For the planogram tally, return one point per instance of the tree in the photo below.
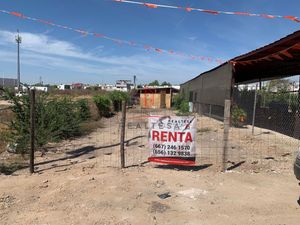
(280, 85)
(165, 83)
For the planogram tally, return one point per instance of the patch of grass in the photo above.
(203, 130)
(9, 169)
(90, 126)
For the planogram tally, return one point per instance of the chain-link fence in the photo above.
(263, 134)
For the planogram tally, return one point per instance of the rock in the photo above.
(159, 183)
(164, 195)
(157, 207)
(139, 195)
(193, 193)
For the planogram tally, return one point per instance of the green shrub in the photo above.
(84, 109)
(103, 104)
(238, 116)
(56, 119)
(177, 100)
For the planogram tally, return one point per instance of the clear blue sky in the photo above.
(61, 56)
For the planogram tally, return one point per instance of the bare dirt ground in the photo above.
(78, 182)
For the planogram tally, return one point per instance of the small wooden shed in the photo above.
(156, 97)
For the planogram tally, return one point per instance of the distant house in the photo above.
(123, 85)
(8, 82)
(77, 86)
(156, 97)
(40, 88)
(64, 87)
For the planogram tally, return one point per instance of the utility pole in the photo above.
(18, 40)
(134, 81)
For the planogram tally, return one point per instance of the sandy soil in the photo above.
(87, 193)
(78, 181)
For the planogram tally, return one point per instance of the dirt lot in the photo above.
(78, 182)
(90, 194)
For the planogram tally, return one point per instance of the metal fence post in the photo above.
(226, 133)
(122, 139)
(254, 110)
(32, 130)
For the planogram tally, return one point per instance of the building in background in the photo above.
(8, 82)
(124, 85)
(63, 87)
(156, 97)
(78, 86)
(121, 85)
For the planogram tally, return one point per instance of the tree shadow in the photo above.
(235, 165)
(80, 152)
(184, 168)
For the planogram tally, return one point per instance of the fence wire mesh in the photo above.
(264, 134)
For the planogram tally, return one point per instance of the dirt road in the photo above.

· · ·

» **What to work on**
Except for pictures, copy the records above exactly.

» **Written response**
For the planogram tally, return one point per instance of the tree in the photo below.
(280, 85)
(165, 83)
For the planogram tally, return one point per instance of the patch of grass in the photo above.
(203, 130)
(9, 169)
(90, 126)
For the planogram tally, return one point per instance of the chain-link fence in the photo above.
(263, 134)
For the planogram tally, return one point per instance of the rock in the photo above.
(159, 183)
(164, 195)
(157, 207)
(139, 195)
(193, 193)
For the planogram tally, return one point per instance of the green shrub in the photo above.
(84, 109)
(103, 104)
(238, 116)
(56, 119)
(177, 100)
For the planogram tally, return one point per instance of the clear blue sky in the photo above.
(61, 56)
For the planogram tally, return one point per instance of the bare dirt ground in the photo above.
(78, 182)
For the planogram tally, return one point per instance of the small wooden shed in the photo above.
(156, 97)
For the planogram tally, return one point per instance of the distant house in the photo above.
(123, 85)
(8, 82)
(77, 86)
(156, 97)
(40, 88)
(64, 87)
For the planogram tally, return one point per instance of the utility pole in the photo above.
(18, 40)
(134, 81)
For the planogram tally, return one point per instance of the sandy soil in the photo above.
(87, 193)
(78, 181)
For the planogram tally, return one point per instance of the dirt lot in the photo above.
(78, 182)
(90, 194)
For the planogram tally, return one point per instance of the metal fence post in the photo above.
(226, 133)
(122, 139)
(254, 110)
(32, 130)
For the planogram tally, return one point per instance of the building in background in the photo above.
(8, 82)
(124, 85)
(63, 87)
(156, 97)
(78, 86)
(121, 85)
For the planogram tally, return one point per instance of the tree shadow in the photo above.
(235, 165)
(80, 152)
(184, 168)
For the planogram tally, return one point per instance of the fence wire mesh in the photo above.
(264, 134)
For the planogram tally, return one point per instance of the dirt road in the photo above.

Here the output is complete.